Exercise
Retype the data in its entirety, with no word changed.

Supplied material
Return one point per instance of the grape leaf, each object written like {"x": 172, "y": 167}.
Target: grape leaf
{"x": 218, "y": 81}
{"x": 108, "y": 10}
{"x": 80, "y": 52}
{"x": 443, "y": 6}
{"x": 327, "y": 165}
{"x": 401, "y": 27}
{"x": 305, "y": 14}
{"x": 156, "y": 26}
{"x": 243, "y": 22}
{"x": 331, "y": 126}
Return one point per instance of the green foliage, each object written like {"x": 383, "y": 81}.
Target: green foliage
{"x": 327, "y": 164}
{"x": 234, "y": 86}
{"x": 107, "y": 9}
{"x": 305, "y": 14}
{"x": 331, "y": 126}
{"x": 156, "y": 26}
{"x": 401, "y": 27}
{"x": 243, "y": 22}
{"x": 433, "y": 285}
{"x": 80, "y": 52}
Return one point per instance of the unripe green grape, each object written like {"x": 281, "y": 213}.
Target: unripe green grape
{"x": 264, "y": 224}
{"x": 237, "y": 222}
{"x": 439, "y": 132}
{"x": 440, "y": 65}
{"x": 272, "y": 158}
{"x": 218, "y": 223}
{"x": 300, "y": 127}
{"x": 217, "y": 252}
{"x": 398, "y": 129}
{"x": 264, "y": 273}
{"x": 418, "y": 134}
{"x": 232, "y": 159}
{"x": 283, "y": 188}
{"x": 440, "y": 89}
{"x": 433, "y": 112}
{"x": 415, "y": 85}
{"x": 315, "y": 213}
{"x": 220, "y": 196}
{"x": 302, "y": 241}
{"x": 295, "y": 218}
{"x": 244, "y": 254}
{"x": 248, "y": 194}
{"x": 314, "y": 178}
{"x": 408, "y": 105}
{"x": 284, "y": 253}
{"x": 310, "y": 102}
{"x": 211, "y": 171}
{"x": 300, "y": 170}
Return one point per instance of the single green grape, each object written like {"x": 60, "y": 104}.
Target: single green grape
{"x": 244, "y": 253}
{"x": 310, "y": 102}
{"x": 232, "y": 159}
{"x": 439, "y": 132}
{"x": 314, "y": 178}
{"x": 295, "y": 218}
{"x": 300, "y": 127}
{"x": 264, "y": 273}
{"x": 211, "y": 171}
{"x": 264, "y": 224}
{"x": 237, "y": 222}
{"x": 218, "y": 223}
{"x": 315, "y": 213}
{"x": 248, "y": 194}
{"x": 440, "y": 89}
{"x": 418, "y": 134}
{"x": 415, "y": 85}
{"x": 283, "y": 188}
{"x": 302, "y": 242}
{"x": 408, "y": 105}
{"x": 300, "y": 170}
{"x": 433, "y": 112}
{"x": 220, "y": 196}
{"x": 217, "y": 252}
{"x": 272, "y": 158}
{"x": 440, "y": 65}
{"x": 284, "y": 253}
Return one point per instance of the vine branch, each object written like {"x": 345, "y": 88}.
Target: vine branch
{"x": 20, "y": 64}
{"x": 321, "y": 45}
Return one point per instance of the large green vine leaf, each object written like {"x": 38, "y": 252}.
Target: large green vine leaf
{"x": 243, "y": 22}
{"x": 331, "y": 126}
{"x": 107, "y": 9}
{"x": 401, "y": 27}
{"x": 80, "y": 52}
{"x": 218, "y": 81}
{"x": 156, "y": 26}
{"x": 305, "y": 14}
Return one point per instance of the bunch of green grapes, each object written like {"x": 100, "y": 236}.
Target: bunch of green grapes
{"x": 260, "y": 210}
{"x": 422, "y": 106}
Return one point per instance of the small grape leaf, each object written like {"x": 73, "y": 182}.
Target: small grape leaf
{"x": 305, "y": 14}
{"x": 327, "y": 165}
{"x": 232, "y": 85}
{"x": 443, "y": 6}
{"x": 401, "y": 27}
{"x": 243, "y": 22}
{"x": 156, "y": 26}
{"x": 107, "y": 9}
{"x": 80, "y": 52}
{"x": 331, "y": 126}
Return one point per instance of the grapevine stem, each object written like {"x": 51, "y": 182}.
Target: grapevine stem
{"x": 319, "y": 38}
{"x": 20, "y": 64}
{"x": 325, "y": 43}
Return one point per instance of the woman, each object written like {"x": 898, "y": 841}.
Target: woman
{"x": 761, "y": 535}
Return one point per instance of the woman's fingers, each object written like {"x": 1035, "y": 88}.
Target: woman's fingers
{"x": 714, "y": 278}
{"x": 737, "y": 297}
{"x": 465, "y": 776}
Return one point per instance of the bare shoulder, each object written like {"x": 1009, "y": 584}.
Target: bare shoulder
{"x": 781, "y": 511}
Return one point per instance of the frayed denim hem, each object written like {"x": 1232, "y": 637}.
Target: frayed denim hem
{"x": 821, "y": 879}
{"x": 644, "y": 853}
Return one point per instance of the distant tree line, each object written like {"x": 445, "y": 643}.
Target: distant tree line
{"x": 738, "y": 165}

Output below
Return one point per instance of the grape leaf, each object written like {"x": 172, "y": 167}.
Target: grape leaf
{"x": 218, "y": 81}
{"x": 108, "y": 10}
{"x": 80, "y": 52}
{"x": 443, "y": 6}
{"x": 327, "y": 165}
{"x": 401, "y": 27}
{"x": 305, "y": 14}
{"x": 156, "y": 26}
{"x": 243, "y": 22}
{"x": 331, "y": 126}
Return one point per instance of the green foliage, each object written like {"x": 383, "y": 81}.
Target: green foliage
{"x": 327, "y": 164}
{"x": 234, "y": 86}
{"x": 107, "y": 9}
{"x": 305, "y": 14}
{"x": 331, "y": 126}
{"x": 156, "y": 26}
{"x": 401, "y": 27}
{"x": 243, "y": 22}
{"x": 433, "y": 285}
{"x": 80, "y": 52}
Return one point per instance of the unripe green grape, each object written like {"x": 281, "y": 213}.
Target: unripe green grape
{"x": 264, "y": 224}
{"x": 237, "y": 222}
{"x": 439, "y": 132}
{"x": 440, "y": 65}
{"x": 272, "y": 158}
{"x": 218, "y": 223}
{"x": 300, "y": 127}
{"x": 217, "y": 252}
{"x": 398, "y": 129}
{"x": 264, "y": 273}
{"x": 418, "y": 134}
{"x": 232, "y": 159}
{"x": 283, "y": 188}
{"x": 440, "y": 89}
{"x": 433, "y": 112}
{"x": 415, "y": 85}
{"x": 315, "y": 213}
{"x": 220, "y": 196}
{"x": 302, "y": 241}
{"x": 295, "y": 218}
{"x": 244, "y": 254}
{"x": 248, "y": 194}
{"x": 314, "y": 178}
{"x": 408, "y": 105}
{"x": 284, "y": 253}
{"x": 310, "y": 102}
{"x": 211, "y": 171}
{"x": 300, "y": 170}
Return one point per instance of the single green grape, each object written like {"x": 60, "y": 104}.
Target: single green grape
{"x": 244, "y": 253}
{"x": 310, "y": 102}
{"x": 232, "y": 159}
{"x": 439, "y": 132}
{"x": 314, "y": 178}
{"x": 295, "y": 218}
{"x": 300, "y": 127}
{"x": 264, "y": 273}
{"x": 211, "y": 171}
{"x": 264, "y": 224}
{"x": 237, "y": 222}
{"x": 218, "y": 223}
{"x": 315, "y": 213}
{"x": 248, "y": 194}
{"x": 440, "y": 89}
{"x": 418, "y": 134}
{"x": 415, "y": 85}
{"x": 283, "y": 188}
{"x": 302, "y": 242}
{"x": 408, "y": 105}
{"x": 300, "y": 170}
{"x": 433, "y": 112}
{"x": 220, "y": 196}
{"x": 217, "y": 252}
{"x": 272, "y": 158}
{"x": 440, "y": 65}
{"x": 284, "y": 253}
Return one point per instance of the vine branch, each object written like {"x": 345, "y": 88}.
Target: vine branch
{"x": 20, "y": 64}
{"x": 321, "y": 45}
Return one point per instance of the large green vine leaf, each object written like {"x": 38, "y": 252}.
Target: large green vine leaf
{"x": 243, "y": 22}
{"x": 331, "y": 126}
{"x": 107, "y": 9}
{"x": 401, "y": 27}
{"x": 80, "y": 52}
{"x": 218, "y": 81}
{"x": 156, "y": 26}
{"x": 305, "y": 14}
Return one point per instance of the bunch of green grapes, each object written like {"x": 100, "y": 236}.
Target: bunch of green grapes
{"x": 260, "y": 210}
{"x": 422, "y": 106}
Return one point per instance of the small grape leaf, each object written like {"x": 73, "y": 182}.
Target: small grape leaf
{"x": 305, "y": 14}
{"x": 327, "y": 165}
{"x": 232, "y": 85}
{"x": 443, "y": 6}
{"x": 401, "y": 27}
{"x": 243, "y": 22}
{"x": 156, "y": 26}
{"x": 107, "y": 9}
{"x": 80, "y": 52}
{"x": 331, "y": 126}
Return one point per instance of the grapevine stem, each object written like {"x": 51, "y": 182}.
Target: grapevine stem
{"x": 319, "y": 38}
{"x": 20, "y": 64}
{"x": 325, "y": 43}
Return one point per instance of the woman, each object written like {"x": 898, "y": 841}.
Target: woman
{"x": 761, "y": 535}
Return one point per instance of the woman's fingers, each object written like {"x": 1035, "y": 88}.
Target: woman's fingers
{"x": 714, "y": 278}
{"x": 737, "y": 297}
{"x": 465, "y": 776}
Return one point per instance of the bare shoulder, each object written like {"x": 1009, "y": 584}.
Target: bare shoulder
{"x": 781, "y": 511}
Return one point per instance of the frayed denim hem, each object written like {"x": 1232, "y": 637}.
Target: frayed denim hem
{"x": 821, "y": 879}
{"x": 644, "y": 853}
Return one point per instance of the distant tree line, each object written like {"x": 445, "y": 643}.
Target: distant tree line
{"x": 738, "y": 165}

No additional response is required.